▶ [Aim of the exercise]: Can you output every line of the records below as a JSON list of strings, with one string per line, blank lines skipped and the pictures left out?

── Provided information

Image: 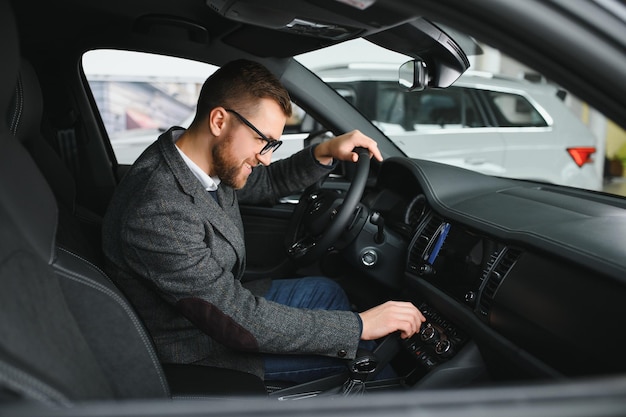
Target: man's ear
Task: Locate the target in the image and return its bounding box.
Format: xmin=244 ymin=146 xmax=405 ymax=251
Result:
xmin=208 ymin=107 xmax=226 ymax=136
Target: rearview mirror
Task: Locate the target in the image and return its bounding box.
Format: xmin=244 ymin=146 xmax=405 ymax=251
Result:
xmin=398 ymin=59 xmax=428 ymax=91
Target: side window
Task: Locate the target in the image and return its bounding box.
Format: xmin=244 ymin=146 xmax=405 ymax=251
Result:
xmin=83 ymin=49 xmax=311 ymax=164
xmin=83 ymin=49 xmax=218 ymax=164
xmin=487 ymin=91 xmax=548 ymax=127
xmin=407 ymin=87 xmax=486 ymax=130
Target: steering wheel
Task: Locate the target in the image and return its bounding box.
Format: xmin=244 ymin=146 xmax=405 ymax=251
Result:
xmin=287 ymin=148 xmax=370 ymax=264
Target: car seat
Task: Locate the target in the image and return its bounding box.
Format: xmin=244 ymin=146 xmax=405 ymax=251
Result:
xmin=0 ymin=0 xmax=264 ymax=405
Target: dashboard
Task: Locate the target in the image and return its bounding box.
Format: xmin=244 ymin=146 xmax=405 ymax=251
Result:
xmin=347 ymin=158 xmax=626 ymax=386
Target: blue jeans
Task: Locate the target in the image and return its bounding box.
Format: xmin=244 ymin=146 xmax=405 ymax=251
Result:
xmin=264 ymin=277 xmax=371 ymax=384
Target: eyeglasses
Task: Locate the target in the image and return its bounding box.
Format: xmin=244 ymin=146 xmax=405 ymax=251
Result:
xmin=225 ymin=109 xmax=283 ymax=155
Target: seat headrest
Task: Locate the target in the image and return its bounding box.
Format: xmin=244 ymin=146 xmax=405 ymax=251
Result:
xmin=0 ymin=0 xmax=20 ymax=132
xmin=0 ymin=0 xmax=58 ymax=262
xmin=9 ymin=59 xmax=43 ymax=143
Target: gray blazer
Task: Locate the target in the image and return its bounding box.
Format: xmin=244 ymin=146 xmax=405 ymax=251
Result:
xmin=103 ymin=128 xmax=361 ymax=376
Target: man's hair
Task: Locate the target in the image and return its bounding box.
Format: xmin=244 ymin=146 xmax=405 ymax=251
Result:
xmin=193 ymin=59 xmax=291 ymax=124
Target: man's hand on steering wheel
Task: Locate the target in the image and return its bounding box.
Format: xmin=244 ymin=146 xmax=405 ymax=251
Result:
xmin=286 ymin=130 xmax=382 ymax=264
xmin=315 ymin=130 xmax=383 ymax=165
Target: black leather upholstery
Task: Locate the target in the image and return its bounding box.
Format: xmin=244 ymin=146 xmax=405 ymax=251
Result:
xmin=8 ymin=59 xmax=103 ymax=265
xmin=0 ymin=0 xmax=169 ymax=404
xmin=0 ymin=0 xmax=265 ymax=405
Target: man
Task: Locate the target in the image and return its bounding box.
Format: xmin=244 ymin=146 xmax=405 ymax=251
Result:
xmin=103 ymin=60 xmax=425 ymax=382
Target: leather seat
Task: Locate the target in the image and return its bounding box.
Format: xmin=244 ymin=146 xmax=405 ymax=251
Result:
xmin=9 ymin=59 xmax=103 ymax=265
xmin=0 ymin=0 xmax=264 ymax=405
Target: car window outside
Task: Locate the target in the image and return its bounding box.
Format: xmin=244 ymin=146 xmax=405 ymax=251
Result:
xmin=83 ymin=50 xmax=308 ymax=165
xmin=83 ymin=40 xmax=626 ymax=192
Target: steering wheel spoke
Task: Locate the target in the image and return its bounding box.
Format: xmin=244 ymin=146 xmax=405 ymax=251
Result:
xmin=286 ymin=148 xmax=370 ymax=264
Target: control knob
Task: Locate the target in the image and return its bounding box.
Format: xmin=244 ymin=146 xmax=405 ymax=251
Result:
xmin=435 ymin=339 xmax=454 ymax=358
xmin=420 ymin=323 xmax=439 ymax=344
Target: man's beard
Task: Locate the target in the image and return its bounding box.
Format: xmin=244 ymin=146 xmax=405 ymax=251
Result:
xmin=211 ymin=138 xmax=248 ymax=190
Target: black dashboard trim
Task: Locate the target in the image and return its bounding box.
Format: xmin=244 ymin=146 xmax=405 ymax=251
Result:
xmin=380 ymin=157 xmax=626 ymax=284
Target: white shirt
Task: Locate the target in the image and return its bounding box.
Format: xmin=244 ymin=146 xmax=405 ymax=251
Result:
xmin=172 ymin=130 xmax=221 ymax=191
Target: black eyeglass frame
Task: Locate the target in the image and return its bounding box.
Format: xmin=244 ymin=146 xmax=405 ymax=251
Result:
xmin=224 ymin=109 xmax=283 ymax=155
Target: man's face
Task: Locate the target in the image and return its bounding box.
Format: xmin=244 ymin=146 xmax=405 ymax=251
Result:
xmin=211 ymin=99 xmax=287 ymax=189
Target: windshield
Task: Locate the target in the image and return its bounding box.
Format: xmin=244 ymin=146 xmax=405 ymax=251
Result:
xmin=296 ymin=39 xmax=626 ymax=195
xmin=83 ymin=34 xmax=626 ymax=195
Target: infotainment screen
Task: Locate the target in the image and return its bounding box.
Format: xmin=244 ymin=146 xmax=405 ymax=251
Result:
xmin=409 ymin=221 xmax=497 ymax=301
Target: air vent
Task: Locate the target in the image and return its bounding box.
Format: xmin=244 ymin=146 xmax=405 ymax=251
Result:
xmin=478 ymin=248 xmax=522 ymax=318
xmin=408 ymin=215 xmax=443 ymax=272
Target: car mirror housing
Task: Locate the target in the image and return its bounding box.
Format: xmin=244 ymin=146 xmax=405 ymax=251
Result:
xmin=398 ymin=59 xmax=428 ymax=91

────

▶ [Worked solution]:
[
  "Image: ",
  "Target: man's ear",
  "Task: Locate the target in the image and return its bounding box.",
  "Format: xmin=244 ymin=146 xmax=405 ymax=251",
  "Result:",
  "xmin=208 ymin=107 xmax=226 ymax=136",
  "Target: rearview mirror",
  "Task: Locate the target in the image and return its bounding box.",
  "Format: xmin=244 ymin=146 xmax=405 ymax=251",
  "Result:",
  "xmin=398 ymin=59 xmax=428 ymax=91",
  "Target: side window",
  "Task: Locate the target in the image and return its bounding box.",
  "Format: xmin=244 ymin=146 xmax=405 ymax=251",
  "Result:",
  "xmin=83 ymin=49 xmax=311 ymax=164",
  "xmin=83 ymin=49 xmax=218 ymax=164",
  "xmin=487 ymin=91 xmax=548 ymax=127",
  "xmin=407 ymin=87 xmax=486 ymax=130",
  "Target: steering wheel",
  "Task: Locate the target in the image and return its bounding box.",
  "Format: xmin=244 ymin=146 xmax=405 ymax=251",
  "Result:",
  "xmin=287 ymin=148 xmax=370 ymax=264",
  "Target: car seat",
  "Task: Locate the target in the image and return its bounding box.",
  "Format: xmin=244 ymin=146 xmax=405 ymax=251",
  "Result:",
  "xmin=0 ymin=0 xmax=264 ymax=405",
  "Target: dashboard",
  "Task: Locate the target in the image and return its bounding box.",
  "Format: xmin=244 ymin=146 xmax=405 ymax=251",
  "Result:",
  "xmin=347 ymin=158 xmax=626 ymax=386",
  "Target: blue jeans",
  "Task: Locate the target in the image and return its bounding box.",
  "Format: xmin=244 ymin=146 xmax=405 ymax=251",
  "Result:",
  "xmin=264 ymin=277 xmax=371 ymax=384",
  "Target: eyeglasses",
  "Task: Locate the target in the image and return its bounding box.",
  "Format: xmin=244 ymin=146 xmax=405 ymax=251",
  "Result:",
  "xmin=225 ymin=109 xmax=283 ymax=155",
  "Target: seat headrest",
  "Task: Locate the target in the image and return its bounding box.",
  "Format: xmin=244 ymin=146 xmax=405 ymax=251",
  "Result:",
  "xmin=0 ymin=0 xmax=20 ymax=132",
  "xmin=0 ymin=0 xmax=58 ymax=262",
  "xmin=9 ymin=59 xmax=43 ymax=143",
  "Target: gray blazer",
  "Task: Locate the target in the image and return its bounding box.",
  "Format: xmin=244 ymin=146 xmax=405 ymax=251",
  "Result:",
  "xmin=103 ymin=128 xmax=361 ymax=376",
  "Target: man's hair",
  "Task: Locate the target in the image and return its bounding box.",
  "Format: xmin=244 ymin=146 xmax=405 ymax=251",
  "Result:",
  "xmin=193 ymin=59 xmax=291 ymax=124",
  "Target: man's hand on steering wheel",
  "Task: Locate the target in the image and return its bounding box.",
  "Format: xmin=244 ymin=146 xmax=405 ymax=251",
  "Result:",
  "xmin=286 ymin=130 xmax=382 ymax=264",
  "xmin=315 ymin=130 xmax=383 ymax=165",
  "Target: black leather upholstery",
  "Task: Locate the target in the image and return its bounding box.",
  "Format: xmin=244 ymin=146 xmax=405 ymax=251",
  "Result:",
  "xmin=8 ymin=59 xmax=103 ymax=265",
  "xmin=0 ymin=0 xmax=169 ymax=404",
  "xmin=0 ymin=0 xmax=265 ymax=405",
  "Target: man",
  "Task: Locate the target in the image and return its bounding box.",
  "Format: xmin=244 ymin=146 xmax=405 ymax=251",
  "Result:",
  "xmin=103 ymin=60 xmax=425 ymax=382",
  "Target: leather seat",
  "Task: Locate the target in the image and return its bounding box.",
  "Format: xmin=244 ymin=146 xmax=405 ymax=251",
  "Result:",
  "xmin=9 ymin=59 xmax=103 ymax=265",
  "xmin=0 ymin=0 xmax=264 ymax=405",
  "Target: car window outside",
  "Task: Locate the target in the image and return its bounding box.",
  "Format: xmin=244 ymin=146 xmax=405 ymax=251",
  "Result:",
  "xmin=83 ymin=50 xmax=308 ymax=165",
  "xmin=83 ymin=40 xmax=626 ymax=192",
  "Target: steering wheel spoke",
  "Task: Locate the target in the image and return its bounding box.",
  "Format: xmin=244 ymin=146 xmax=405 ymax=251",
  "Result:",
  "xmin=286 ymin=148 xmax=370 ymax=264",
  "Target: control knob",
  "Task: Locate the target in the image and return its bounding box.",
  "Format: xmin=244 ymin=146 xmax=405 ymax=251",
  "Result:",
  "xmin=435 ymin=339 xmax=454 ymax=358",
  "xmin=420 ymin=323 xmax=439 ymax=344",
  "Target: man's beard",
  "Task: Locate the target in the image and return its bounding box.",
  "Format: xmin=244 ymin=146 xmax=405 ymax=251",
  "Result:",
  "xmin=211 ymin=138 xmax=248 ymax=190",
  "Target: black dashboard trim",
  "Task: Locate the target in the image and return its bounding box.",
  "Format: xmin=244 ymin=146 xmax=405 ymax=251",
  "Result:",
  "xmin=380 ymin=157 xmax=626 ymax=284",
  "Target: white shirt",
  "Task: Locate the target in the image and return its bounding box.",
  "Format: xmin=244 ymin=146 xmax=405 ymax=251",
  "Result:",
  "xmin=172 ymin=130 xmax=221 ymax=191",
  "Target: black eyeglass frame",
  "Task: Locate the target in the image and return its bounding box.",
  "Format: xmin=244 ymin=146 xmax=405 ymax=251",
  "Result:",
  "xmin=224 ymin=109 xmax=283 ymax=155",
  "Target: man's face",
  "Task: Locate the target in the image and return its bounding box.",
  "Format: xmin=244 ymin=146 xmax=405 ymax=251",
  "Result:",
  "xmin=211 ymin=99 xmax=287 ymax=189",
  "Target: windshield",
  "Task: Locate the target in the image and return its bounding box.",
  "Format: xmin=244 ymin=146 xmax=405 ymax=251",
  "Result:",
  "xmin=296 ymin=39 xmax=626 ymax=195",
  "xmin=83 ymin=34 xmax=626 ymax=195",
  "Target: infotainment screen",
  "Task: Locate the target in the image and return its bounding box.",
  "Format: xmin=244 ymin=146 xmax=405 ymax=251",
  "Result:",
  "xmin=409 ymin=221 xmax=497 ymax=301",
  "Target: air vent",
  "Task: Locate the target in the image and return its bounding box.",
  "Format: xmin=244 ymin=146 xmax=405 ymax=251",
  "Result:",
  "xmin=478 ymin=248 xmax=522 ymax=318",
  "xmin=408 ymin=215 xmax=443 ymax=272",
  "Target: car mirror housing",
  "Task: Locate the target in the image and return its bounding box.",
  "Format: xmin=244 ymin=146 xmax=405 ymax=251",
  "Result:",
  "xmin=398 ymin=59 xmax=428 ymax=91"
]